■ What you are asked to do: In the material beneath, how many lines contain the word "bush"? Give the count alone.

■ ■ ■

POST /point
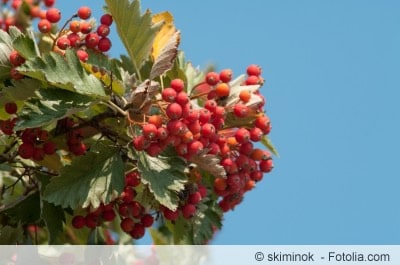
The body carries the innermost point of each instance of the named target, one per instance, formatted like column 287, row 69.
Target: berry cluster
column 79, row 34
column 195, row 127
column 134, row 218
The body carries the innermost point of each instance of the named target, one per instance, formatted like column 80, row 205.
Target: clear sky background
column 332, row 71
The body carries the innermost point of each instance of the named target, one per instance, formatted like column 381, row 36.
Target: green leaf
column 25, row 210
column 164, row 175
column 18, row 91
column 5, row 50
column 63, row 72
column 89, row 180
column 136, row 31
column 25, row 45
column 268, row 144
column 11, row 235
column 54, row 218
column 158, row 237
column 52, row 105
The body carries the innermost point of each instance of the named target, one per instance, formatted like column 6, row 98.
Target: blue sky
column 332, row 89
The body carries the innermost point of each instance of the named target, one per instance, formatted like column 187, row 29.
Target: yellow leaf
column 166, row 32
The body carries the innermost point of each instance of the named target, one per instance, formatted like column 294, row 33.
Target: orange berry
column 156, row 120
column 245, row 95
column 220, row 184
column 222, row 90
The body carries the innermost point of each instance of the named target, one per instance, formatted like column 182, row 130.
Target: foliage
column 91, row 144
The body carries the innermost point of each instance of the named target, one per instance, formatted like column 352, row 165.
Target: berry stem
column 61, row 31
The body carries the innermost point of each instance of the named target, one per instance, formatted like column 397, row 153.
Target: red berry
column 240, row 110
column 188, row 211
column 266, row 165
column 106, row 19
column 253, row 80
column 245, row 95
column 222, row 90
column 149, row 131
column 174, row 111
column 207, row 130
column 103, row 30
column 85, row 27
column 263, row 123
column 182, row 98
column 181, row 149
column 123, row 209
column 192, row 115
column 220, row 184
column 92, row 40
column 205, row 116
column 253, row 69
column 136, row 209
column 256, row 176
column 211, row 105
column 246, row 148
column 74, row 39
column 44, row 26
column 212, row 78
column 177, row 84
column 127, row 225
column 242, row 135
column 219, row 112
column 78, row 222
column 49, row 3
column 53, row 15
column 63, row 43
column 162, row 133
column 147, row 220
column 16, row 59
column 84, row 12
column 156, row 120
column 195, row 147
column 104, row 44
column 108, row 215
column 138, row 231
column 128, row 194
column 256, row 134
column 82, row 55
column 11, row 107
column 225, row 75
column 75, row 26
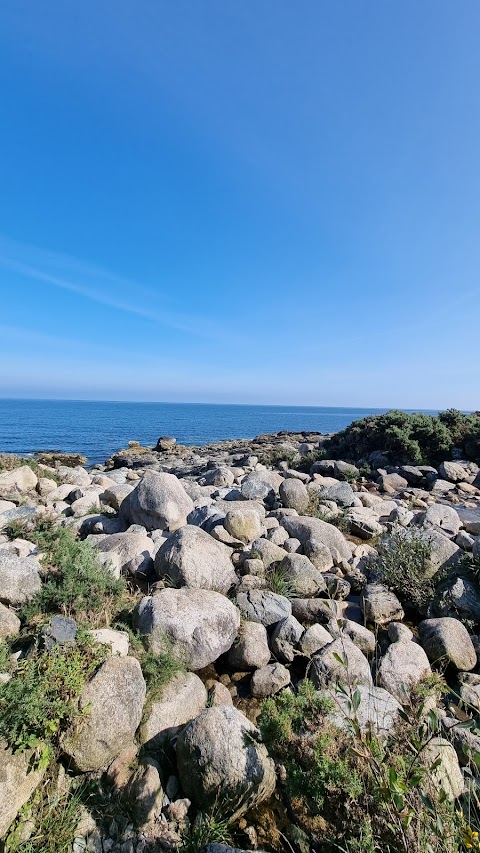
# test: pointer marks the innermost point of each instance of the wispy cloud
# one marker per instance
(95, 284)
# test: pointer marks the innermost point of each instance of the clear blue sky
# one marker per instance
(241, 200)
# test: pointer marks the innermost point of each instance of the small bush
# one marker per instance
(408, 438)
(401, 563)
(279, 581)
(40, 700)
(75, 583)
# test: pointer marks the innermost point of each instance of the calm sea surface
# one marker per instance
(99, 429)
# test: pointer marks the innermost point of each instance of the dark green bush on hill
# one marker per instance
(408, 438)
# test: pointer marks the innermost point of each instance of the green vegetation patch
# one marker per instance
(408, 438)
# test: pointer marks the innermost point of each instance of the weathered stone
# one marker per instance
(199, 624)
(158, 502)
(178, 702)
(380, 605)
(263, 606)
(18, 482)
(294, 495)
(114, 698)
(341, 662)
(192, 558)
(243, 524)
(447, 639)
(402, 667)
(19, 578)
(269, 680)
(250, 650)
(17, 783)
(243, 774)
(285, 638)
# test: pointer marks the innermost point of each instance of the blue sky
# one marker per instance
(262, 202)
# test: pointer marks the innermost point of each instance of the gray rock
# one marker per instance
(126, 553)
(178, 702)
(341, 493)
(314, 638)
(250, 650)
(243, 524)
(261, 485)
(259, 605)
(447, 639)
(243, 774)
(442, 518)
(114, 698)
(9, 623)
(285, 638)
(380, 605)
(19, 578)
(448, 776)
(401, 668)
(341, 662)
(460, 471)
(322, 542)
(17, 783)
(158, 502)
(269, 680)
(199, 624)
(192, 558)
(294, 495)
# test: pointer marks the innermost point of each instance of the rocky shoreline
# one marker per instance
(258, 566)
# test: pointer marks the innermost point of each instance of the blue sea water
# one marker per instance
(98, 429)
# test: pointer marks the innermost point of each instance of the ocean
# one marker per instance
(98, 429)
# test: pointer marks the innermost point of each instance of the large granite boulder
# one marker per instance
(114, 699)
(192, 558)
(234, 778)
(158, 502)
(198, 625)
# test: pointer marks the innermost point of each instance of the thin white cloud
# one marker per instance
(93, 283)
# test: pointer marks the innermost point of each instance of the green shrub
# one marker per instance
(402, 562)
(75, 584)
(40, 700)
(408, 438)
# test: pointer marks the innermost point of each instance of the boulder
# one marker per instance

■ ■ ■

■ Solution for this exercise: 2